Extract provided ->
One of the reasons I took up writing poetry in the pandemic is because I’m not a baker.
The sour dough starter trend that swept a world on lockdown two years ago—a world desperate for distraction from a 24x7 virus news cycle driven by ever-changing theories, rising death tolls, and naked fear—was a trend I knew was not for me. Up to that point in my life, I’d demonstrated expertise only in frozen pizza preparation. Well, my scrambled eggs aren’t bad, either. The secret to a zesty scramble? Pepper jack cheese slices, that I tear into pieces and drop into the egg mixture as it cooks. Yum.
But, baking bread? No thank you.
So, while several friends donned aprons and jumped into the bread trend with both feet—and both hands—I turned back to my writing to distract me from the news. I’d been writing creative nonfiction (CNF) essays for three years when the pandemic arrived, and was maybe 50,000-words into a draft of my memoir manuscript. I enjoy narrative writing as I plumb the depths, look for braiding opportunities, connect how my understanding of the world and my place in it needs to uncover a universality that will draw readers in. I like seeing what emerges from the quiet moments. I know this much about myself, at least in this point of my writing journey. I have no urge to try fiction. (Yet.)

[Items listed in a dataset]
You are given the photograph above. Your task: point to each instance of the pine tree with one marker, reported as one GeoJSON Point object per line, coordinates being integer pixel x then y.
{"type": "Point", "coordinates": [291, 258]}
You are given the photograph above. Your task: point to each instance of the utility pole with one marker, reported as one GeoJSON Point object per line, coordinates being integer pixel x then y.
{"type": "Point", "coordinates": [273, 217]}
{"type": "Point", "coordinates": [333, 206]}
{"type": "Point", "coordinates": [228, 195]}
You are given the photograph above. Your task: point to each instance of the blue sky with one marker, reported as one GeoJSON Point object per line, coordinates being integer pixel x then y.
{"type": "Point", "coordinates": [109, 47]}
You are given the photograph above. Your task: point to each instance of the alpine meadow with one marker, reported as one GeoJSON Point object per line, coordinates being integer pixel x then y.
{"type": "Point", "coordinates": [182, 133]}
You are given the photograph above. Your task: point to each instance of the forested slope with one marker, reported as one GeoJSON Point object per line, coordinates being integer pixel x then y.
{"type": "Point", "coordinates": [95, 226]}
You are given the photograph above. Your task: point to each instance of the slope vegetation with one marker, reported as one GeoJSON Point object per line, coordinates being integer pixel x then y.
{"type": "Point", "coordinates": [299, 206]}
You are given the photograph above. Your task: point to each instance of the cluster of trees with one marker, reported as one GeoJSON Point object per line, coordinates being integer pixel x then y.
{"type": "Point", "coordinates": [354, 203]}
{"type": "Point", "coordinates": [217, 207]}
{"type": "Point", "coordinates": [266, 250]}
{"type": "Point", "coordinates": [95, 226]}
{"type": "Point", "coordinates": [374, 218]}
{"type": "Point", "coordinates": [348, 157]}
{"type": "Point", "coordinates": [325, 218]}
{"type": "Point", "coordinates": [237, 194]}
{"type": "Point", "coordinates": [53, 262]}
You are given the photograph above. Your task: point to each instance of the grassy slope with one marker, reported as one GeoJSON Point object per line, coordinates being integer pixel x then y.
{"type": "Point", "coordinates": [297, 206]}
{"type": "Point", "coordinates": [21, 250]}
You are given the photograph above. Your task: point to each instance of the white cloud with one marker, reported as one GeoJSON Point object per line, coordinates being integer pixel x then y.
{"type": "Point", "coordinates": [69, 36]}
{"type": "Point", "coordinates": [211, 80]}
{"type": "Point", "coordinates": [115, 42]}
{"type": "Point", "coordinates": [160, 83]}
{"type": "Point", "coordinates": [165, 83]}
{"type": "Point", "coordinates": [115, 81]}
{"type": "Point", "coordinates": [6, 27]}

What to work on ->
(A) In the essay, how far into a draft of the memoir manuscript was the writer when the pandemic arrived?
(B) Return everything in the essay from "But, baking bread?" down to "try fiction. (Yet.)".

List of answers ->
(A) Maybe 50,000 words.

(B)
But, baking bread? No thank you.
So, while several friends donned aprons and jumped into the bread trend with both feet—and both hands—I turned back to my writing to distract me from the news. I’d been writing creative nonfiction (CNF) essays for three years when the pandemic arrived, and was maybe 50,000-words into a draft of my memoir manuscript. I enjoy narrative writing as I plumb the depths, look for braiding opportunities, connect how my understanding of the world and my place in it needs to uncover a universality that will draw readers in. I like seeing what emerges from the quiet moments. I know this much about myself, at least in this point of my writing journey. I have no urge to try fiction. (Yet.)